=== TEXT UNDER STUDY ===

⟨

Coronavirus, cooperation and striving for the common good

By Pedro Aznar and Josep M. Sayeras

In just a few weeks, Covid-19 has radically changed our behavioural patterns and perception of reality.

The lockdown of cities, regions and even, in the case of Italy, entire countries, the cancellation of all face-to-face classes in educational establishments and increasing restrictions on travel are just a few examples.

A backdrop of this nature makes it difficult to assess the economic fallout of the Covid-19 crisis upon Spain’s economy objectively. In these extremely uncertain times with no pre-determined timeline, it is difficult to make accurate, precise economic forecasts.

In one way or another, everyone is experiencing this crisis personally, trying to be reasonable while dealing with their concerns and fears.

While it is impossible to define the exact impact of the coronavirus on the global economy, it will undoubtedly be huge

The World Health Organisation has already declared this crisis to be a pandemic and while it is impossible to define the exact impact of the coronavirus on the global economy, it will undoubtedly be huge.

The present situation implies a steep drop in aggregate demand. Household consumption – the main component of GDP in most developed countries – has plummeted.

The confinement of millions of people in the countries at most risk and widespread restrictions on mobility will impact considerably on consumer behaviour. Fear is causing empty supermarket shelves, empty theatres and cinemas and the cancellation of conferences, events and concerts.

Empty supermarket shelves during the Covid-19 crisis
Empty shelves during the Covid-19 crisis (Photo: 5byseven/Twenty20)

The productive fabric of the Spanish economy is different from that of other European countries due to its heavy reliance on tourism.

According to data from Spain’s statistics bureau for 2019, tourism accounted for 12.3% of GDP with 83.7 million foreign tourists. Tourism is highly sensitive to any circumstances that might jeopardise potential customers, and the impact on this sector will inevitably affect economic growth and employment.

In economic terms, this crisis not only entails a sharp drop in demand. It affects supply too. In today’s world with unprecedented levels of globalisation and production relocation, some 3,238 factories producing consumer electronics, semiconductors and high-tech goods and 2,730 factories in the automotive industry and the like located in China have been affected by measures taken by the Chinese authorities: measures having a domino effect on industry around the globe.

The measures so far, and those yet to come, aim to prevent the health system collapsing

How should central banks, governments and other public authorities respond to this crisis?

On the one hand, the measures so far, and those yet to come, aim to prevent the health system collapsing. This system is already under intense pressure on several fronts, such as deficit reduction and the demands placed on it by the demographic pyramids of countries with steadily ageing populations.

It is the government’s duty but it also requires a commitment from everyone to ensure that this cornerstone of the welfare state remains operational.

⟩

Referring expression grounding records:
⟨

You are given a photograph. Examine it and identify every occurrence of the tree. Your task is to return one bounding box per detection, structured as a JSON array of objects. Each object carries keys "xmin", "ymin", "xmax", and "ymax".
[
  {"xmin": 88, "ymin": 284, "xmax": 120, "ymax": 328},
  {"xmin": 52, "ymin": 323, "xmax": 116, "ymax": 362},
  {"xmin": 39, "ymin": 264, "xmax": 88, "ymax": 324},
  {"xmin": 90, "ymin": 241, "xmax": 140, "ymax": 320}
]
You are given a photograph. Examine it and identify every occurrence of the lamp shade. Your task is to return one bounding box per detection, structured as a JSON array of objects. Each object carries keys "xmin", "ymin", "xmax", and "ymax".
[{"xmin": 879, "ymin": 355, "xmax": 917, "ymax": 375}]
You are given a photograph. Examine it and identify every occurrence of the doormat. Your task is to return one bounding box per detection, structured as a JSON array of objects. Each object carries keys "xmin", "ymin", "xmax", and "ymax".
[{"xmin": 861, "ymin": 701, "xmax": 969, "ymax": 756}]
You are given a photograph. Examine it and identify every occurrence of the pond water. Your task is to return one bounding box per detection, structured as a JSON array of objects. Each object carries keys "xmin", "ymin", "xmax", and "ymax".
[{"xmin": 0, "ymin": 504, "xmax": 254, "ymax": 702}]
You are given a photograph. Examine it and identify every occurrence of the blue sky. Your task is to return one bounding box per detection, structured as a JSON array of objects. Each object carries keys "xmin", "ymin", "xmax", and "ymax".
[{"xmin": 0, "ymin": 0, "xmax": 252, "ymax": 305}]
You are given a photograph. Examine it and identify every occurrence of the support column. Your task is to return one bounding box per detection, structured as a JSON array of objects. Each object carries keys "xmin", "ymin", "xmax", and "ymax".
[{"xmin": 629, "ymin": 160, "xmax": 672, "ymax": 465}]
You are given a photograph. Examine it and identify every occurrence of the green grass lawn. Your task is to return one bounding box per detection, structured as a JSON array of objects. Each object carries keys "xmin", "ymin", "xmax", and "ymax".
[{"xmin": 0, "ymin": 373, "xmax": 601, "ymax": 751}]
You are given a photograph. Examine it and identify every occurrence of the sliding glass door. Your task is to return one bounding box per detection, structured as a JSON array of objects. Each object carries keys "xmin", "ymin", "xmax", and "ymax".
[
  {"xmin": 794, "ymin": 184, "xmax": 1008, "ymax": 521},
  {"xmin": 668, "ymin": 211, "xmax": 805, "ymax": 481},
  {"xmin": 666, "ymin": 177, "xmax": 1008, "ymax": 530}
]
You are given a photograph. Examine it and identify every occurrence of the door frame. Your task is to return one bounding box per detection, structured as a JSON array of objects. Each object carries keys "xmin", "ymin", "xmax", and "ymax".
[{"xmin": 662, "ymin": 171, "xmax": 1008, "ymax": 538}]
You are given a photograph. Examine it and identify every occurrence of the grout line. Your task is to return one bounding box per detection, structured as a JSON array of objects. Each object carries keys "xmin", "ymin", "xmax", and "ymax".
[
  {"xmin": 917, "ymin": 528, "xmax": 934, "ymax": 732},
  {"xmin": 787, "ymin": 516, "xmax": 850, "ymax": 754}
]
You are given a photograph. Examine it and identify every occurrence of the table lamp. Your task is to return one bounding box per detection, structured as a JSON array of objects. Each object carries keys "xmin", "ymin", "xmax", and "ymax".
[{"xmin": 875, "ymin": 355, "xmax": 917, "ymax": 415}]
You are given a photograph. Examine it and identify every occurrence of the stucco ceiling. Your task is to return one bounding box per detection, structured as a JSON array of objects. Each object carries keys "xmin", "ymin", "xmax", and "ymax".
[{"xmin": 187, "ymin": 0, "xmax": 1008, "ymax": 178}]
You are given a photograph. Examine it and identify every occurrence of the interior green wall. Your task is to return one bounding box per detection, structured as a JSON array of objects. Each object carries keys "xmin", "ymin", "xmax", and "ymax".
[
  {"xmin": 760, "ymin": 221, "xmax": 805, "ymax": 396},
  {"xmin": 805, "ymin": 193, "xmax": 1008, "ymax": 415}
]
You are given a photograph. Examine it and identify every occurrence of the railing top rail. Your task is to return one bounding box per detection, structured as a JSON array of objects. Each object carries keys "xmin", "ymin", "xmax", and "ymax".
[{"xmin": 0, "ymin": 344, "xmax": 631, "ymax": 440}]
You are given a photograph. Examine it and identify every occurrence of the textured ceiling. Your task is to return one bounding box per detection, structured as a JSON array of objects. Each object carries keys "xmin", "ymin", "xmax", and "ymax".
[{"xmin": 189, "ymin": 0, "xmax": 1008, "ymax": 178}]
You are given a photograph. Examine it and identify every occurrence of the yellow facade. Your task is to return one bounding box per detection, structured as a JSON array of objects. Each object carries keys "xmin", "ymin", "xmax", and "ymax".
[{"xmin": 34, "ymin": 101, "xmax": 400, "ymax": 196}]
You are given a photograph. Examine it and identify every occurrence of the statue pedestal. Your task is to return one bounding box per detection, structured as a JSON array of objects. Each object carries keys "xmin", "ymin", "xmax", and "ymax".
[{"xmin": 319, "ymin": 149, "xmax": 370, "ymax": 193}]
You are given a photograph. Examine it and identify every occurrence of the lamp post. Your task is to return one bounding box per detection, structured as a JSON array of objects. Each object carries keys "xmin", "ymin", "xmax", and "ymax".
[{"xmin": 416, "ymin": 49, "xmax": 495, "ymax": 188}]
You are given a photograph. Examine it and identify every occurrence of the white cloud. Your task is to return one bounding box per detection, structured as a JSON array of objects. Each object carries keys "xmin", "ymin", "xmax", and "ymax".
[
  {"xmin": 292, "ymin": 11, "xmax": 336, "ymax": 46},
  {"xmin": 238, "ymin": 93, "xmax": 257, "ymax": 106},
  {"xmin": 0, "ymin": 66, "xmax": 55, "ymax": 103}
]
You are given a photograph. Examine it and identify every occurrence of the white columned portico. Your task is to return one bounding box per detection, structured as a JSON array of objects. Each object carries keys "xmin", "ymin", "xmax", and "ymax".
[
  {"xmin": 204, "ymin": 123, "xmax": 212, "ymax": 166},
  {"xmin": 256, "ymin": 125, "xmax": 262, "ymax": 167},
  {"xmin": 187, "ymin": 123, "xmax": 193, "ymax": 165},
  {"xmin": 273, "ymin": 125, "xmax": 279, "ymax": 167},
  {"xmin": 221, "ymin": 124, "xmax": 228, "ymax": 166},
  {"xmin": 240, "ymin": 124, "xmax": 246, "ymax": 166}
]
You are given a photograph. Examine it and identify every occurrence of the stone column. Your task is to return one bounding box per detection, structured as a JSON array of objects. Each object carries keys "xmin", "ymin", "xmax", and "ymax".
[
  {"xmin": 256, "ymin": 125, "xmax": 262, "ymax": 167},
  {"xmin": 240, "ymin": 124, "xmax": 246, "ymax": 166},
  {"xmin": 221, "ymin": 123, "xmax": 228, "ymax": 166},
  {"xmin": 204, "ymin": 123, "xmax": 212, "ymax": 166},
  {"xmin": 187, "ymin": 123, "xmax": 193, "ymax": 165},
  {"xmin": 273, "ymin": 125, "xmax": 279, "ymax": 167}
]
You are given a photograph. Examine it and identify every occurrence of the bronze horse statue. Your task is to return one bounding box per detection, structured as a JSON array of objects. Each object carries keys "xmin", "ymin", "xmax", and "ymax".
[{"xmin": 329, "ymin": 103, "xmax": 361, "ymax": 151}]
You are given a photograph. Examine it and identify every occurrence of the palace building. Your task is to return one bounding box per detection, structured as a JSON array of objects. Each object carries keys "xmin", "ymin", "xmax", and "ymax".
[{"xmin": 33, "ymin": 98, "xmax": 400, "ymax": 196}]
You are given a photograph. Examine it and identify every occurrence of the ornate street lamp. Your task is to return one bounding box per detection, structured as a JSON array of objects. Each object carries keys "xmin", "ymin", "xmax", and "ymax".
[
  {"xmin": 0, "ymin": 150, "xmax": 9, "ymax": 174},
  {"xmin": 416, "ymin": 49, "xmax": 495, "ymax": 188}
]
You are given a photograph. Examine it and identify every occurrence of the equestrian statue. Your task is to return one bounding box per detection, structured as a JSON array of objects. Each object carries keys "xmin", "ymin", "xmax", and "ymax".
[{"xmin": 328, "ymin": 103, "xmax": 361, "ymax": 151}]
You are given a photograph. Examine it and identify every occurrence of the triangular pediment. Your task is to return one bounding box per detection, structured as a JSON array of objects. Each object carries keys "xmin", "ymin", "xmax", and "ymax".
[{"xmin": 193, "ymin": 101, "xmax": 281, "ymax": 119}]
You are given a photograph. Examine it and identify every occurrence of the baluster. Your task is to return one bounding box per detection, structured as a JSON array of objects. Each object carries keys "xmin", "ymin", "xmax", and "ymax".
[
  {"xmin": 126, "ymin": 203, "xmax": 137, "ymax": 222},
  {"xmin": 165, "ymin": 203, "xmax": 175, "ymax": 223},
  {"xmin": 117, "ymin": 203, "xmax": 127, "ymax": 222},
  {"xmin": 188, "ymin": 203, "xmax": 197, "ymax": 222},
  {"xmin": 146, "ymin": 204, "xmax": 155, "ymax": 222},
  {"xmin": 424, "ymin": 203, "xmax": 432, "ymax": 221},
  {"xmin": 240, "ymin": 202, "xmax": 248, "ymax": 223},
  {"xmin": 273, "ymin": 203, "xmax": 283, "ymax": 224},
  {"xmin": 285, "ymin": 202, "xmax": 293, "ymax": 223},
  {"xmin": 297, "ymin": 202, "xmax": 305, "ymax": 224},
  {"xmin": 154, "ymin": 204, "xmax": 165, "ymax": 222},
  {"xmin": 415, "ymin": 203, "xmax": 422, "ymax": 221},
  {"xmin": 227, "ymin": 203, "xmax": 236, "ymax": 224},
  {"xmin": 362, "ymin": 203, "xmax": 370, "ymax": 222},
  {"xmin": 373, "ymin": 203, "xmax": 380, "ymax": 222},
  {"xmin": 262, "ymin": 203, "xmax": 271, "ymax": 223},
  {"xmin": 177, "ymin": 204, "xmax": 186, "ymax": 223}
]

⟩

=== REQUIRED TASKS ===
a. According to the article on the coronavirus and the economy, what percentage of Spain's GDP did tourism account for in 2019?
b. Pick up the article on the coronavirus and the economy where it currently ends.

=== ANSWERS PROVIDED ===
a. 12.3%

b.
Economic policies range from cuts in interest rates (the US Federal Reserve has reduced interest rates by 0.5%) to quantitative easing by the European Central Bank, enabling banks to lend more. The problem with these measures is that the current problem is not a lack of cash flow or solvency and therefore, although they may to a certain extent be remedial, they do not contribute directly to the economic crisis caused by the spread of Covid-19.

The governments of the countries affected most by this crisis have announced expansionary monetary policies, spending designed to increase aggregate demand and tax cuts in some cases.

Pharmacy in India during the Covid-19 crisis
Fear that coronavirus will spread quickly has brought about shortages of essential medicines (Photo: Corey O'hara/iStock).

The Spanish government has promised a spending plan of €18,255 million, including €1,000 million for the health system; price caps in the healthcare industry; and deferred tax payments for companies and the self-employed.

The measures implemented in Italy, currently in the throes of an unprecedented economic standstill, include financial support for persons laid off as a result of the crisis, the possibility of deferred mortgage repayments and financial support for companies with plummeting turnover. Although these measures are well intended, their main impact will be to cushion the slump in economic activity rather than reverse an unprecedented situation.

The current economic situation has aggravated inequality considerably

Just as the coronavirus hits certain population cohorts harder than others, with a death rate much higher amongst the over seventies, the ensuing economic crisis does not affect everyone to the same extent. The current economic situation has aggravated inequality considerably, therefore one guideline that should be used when taking decisions and designing economic policies is that the crisis must not affect the weakest population most.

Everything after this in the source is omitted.